*The task*: Edit the records, starting at the line that contains "Could you please indicate the night" and ending at the end of the records, so that every "photograph" becomes "image" and nothing else changes. Give back only those lines.

[Dataset rows showing where objects appear]
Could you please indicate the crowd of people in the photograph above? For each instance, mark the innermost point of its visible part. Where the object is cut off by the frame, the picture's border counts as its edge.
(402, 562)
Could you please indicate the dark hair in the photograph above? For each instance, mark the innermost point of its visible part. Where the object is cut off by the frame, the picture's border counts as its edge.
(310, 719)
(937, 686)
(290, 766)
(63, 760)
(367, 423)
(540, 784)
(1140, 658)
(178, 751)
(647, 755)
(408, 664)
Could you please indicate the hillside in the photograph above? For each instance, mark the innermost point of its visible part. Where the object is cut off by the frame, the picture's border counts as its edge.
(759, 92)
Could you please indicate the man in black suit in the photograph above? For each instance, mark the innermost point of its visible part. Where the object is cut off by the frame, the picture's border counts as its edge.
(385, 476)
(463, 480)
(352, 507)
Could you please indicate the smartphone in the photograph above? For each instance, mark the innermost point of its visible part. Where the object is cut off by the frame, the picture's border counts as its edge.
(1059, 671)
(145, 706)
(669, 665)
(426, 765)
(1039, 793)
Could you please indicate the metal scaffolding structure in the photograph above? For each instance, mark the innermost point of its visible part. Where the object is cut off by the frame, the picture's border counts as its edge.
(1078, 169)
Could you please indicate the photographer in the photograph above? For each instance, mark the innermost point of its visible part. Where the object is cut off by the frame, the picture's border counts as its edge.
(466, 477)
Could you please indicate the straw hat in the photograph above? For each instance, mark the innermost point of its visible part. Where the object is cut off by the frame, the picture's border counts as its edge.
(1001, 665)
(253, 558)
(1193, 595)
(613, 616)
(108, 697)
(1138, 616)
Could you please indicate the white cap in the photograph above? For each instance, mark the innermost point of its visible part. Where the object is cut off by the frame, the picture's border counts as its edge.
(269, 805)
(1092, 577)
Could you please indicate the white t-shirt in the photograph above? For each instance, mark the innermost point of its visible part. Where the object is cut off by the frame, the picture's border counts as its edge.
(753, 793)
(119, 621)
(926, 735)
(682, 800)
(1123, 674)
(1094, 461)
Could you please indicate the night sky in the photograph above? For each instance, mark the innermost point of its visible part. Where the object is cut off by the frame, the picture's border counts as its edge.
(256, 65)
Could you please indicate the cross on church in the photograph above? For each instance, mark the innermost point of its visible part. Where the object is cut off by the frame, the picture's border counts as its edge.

*The result*:
Could you please indicate the night sky in the image above? For each instance, mark the innermost point of its visible part. Where the object is cut off by the frame, the picture's border counts as its edge.
(256, 65)
Could you please indicate the cross on church in the image above? For each instance, mark the innermost point of its visible part. Where the object is cut off by the frame, the picture's border counts as its edge.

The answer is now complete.